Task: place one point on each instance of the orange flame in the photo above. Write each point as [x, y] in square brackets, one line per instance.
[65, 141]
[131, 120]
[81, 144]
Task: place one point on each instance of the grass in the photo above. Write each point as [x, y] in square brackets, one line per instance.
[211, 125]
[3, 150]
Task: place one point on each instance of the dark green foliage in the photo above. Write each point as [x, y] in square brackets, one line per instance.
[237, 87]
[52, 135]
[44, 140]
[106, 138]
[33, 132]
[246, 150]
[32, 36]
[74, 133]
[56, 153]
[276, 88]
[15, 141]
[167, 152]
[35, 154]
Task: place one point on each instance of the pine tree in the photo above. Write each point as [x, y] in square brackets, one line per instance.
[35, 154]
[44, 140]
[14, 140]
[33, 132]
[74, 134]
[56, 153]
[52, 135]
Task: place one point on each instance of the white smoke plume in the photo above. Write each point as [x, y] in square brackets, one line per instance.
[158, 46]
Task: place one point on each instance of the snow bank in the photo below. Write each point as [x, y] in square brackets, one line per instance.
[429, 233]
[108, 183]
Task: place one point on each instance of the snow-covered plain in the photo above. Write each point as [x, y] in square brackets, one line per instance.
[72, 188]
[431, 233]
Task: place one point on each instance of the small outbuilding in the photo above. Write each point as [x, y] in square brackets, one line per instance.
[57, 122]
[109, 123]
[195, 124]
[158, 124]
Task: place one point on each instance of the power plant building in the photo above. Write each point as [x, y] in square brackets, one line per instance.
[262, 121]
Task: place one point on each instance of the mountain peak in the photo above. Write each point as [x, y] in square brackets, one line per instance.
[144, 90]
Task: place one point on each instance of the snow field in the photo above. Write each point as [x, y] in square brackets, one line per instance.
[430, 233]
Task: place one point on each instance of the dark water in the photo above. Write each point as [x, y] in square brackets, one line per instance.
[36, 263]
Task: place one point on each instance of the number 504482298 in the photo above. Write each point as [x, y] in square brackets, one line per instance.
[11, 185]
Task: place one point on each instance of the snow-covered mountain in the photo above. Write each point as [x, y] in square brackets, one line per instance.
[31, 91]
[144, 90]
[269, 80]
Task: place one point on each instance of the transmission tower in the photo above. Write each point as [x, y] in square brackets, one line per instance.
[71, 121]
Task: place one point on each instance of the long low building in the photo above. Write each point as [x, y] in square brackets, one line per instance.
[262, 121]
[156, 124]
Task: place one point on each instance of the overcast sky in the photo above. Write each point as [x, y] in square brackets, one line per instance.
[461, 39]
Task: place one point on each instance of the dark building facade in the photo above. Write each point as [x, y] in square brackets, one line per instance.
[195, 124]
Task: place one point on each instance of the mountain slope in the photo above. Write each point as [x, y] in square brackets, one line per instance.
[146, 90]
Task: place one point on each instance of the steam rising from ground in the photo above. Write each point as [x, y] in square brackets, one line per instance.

■ ■ ■ ■

## Task statement:
Output every row above as a numbered list, leaving out any blank lines.

## Response to the task:
1. Task: place one point on each instance of the orange flame in the photo above. Write each point as [x, y] in square brackets, one line per instance.
2. [65, 141]
3. [131, 120]
4. [81, 144]
5. Task: place one point on each instance of the grass in the photo above. Write each point as [x, y] in square brackets, one line per instance.
6. [211, 125]
7. [3, 150]
8. Task: place one point on each instance of the dark green foliage in the photo above. Write each point as [x, y] in square brackets, one line per instance.
9. [237, 87]
10. [52, 135]
11. [44, 140]
12. [106, 138]
13. [33, 132]
14. [246, 150]
15. [32, 36]
16. [74, 133]
17. [56, 153]
18. [276, 88]
19. [15, 141]
20. [167, 152]
21. [35, 154]
22. Task: place one point on each instance of the pine tree in the photo above. Write each point as [x, y] in square brackets, one line per instance.
23. [35, 154]
24. [44, 140]
25. [14, 140]
26. [33, 132]
27. [74, 134]
28. [56, 153]
29. [52, 135]
30. Task: place one point on each instance of the white smoke plume in the photo above. Write each point as [x, y] in square brackets, one line per instance.
31. [158, 46]
32. Task: place one point on each instance of the snow bank in the photo below. Write each point as [x, y] in square brackets, one line per instance.
33. [429, 233]
34. [108, 183]
35. Task: place one point on each instance of the snow-covered plain in the photo above. Write each point as [x, y] in square brackets, one line per instance.
36. [72, 188]
37. [431, 233]
38. Task: place one point on each instance of the small outbuilding in the photo above. Write each point as [x, y] in square brackets, one line per instance.
39. [57, 122]
40. [109, 123]
41. [195, 124]
42. [158, 124]
43. Task: place one point on each instance of the power plant building in the photo above. Write each point as [x, y] in square brackets, one line per instance.
44. [262, 121]
45. Task: place one point on each instance of the mountain peak in the photo above. Write each point as [x, y] in square brackets, one line per instance.
46. [144, 90]
47. Task: place one point on each instance of the snow field in the photo above. Write each point as [x, y] in square brackets, one line per instance.
48. [430, 233]
49. Task: place one point on each instance of the dark water in the photo above. Write each point as [x, y] in square brackets, one line per instance.
50. [36, 263]
51. Task: place one point on each instance of the number 504482298 in the photo above. Write each point as [x, y] in square brackets, one line per instance.
52. [11, 185]
53. Task: place one point on each instance of the snow-covered mountain in the photo above. Write each point as [x, y] in square brackets, one line per instance.
54. [31, 91]
55. [144, 90]
56. [269, 80]
57. Task: place one point on each instance of the transmission tower in the photo above. Write each point as [x, y] in square brackets, one line per instance.
58. [71, 121]
59. Task: place one point on each instance of the long low building in the photo above. Write each point as [x, y] in square brackets, one line per instance.
60. [262, 121]
61. [156, 124]
62. Task: place one point on each instance of the overcast sky in the photo above. Write each point as [x, y] in square brackets, one line per instance.
63. [461, 39]
64. Task: place one point on each instance of the dark building facade in the photo above. Write each point as [x, y] in square brackets, one line per instance.
65. [195, 124]
66. Task: place one point on each instance of the mountain slope in the photo above. Write each point as [x, y] in square brackets, one line per instance.
67. [146, 90]
68. Task: place one point on each instance of the steam rising from ground in the photo above. Write each point as [x, y] in square brackets, one line per instance.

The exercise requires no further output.